> _SUPPLIED INFORMATION_
★ ★ ★ ★ ★ ★ ★

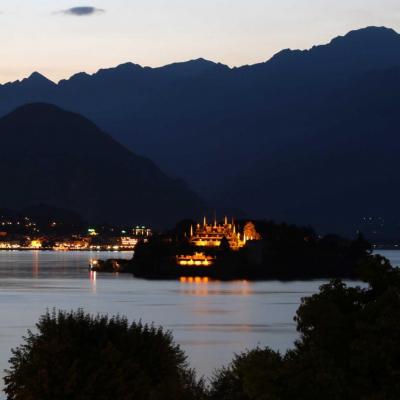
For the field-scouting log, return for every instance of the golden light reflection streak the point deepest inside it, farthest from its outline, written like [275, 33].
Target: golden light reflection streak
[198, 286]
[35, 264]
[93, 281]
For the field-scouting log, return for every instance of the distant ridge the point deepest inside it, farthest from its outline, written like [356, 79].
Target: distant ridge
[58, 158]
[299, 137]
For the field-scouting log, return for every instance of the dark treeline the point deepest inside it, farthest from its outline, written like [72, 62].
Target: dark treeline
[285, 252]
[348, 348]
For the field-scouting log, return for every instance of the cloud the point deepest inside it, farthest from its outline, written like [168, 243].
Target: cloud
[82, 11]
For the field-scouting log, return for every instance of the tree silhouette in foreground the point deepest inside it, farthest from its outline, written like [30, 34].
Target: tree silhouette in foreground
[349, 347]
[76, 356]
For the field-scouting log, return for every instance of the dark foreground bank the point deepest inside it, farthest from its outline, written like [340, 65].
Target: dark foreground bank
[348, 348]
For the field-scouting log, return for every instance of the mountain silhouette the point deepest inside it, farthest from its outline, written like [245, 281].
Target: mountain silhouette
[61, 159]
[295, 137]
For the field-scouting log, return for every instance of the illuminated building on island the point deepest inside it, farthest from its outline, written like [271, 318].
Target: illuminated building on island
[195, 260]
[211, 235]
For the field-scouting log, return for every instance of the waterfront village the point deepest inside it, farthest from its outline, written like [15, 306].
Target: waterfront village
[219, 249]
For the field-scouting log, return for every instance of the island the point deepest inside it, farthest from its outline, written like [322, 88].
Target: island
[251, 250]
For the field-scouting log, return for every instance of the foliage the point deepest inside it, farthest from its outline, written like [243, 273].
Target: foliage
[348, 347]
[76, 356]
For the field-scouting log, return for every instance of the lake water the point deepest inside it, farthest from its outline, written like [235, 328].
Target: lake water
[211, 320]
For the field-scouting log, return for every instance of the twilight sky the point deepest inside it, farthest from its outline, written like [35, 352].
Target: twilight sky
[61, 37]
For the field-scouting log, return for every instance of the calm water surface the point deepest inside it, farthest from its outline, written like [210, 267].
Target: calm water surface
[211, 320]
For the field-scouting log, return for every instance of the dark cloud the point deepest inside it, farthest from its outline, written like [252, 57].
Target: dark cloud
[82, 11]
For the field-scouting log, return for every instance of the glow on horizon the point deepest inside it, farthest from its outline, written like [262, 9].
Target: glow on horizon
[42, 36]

★ ★ ★ ★ ★ ★ ★

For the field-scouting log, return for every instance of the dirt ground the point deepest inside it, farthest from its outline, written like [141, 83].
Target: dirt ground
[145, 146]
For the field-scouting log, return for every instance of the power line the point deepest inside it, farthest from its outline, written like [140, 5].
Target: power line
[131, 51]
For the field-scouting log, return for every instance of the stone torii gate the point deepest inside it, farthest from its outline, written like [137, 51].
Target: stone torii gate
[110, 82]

★ ★ ★ ★ ★ ★ ★

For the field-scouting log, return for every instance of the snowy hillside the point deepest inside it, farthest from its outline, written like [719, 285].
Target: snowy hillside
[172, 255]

★ ★ ★ ★ ★ ★ ★

> _WHAT YOU ARE ASKED TO DO_
Only those lines of the entries above that run from the line containing "Target: lake water" to the line containing "like [210, 267].", both included, should be transcribed exactly.

> _WRITTEN ANSWER_
Target: lake water
[211, 320]
For the field-scouting log, return for every instance of the twilight sky the point deepest inside it, farthest from its outline, written like [35, 352].
Target: twilight sky
[61, 37]
For the field-scouting log, return for every instance of the calm water surface the point deepest inside it, farthest from its outline, written like [210, 267].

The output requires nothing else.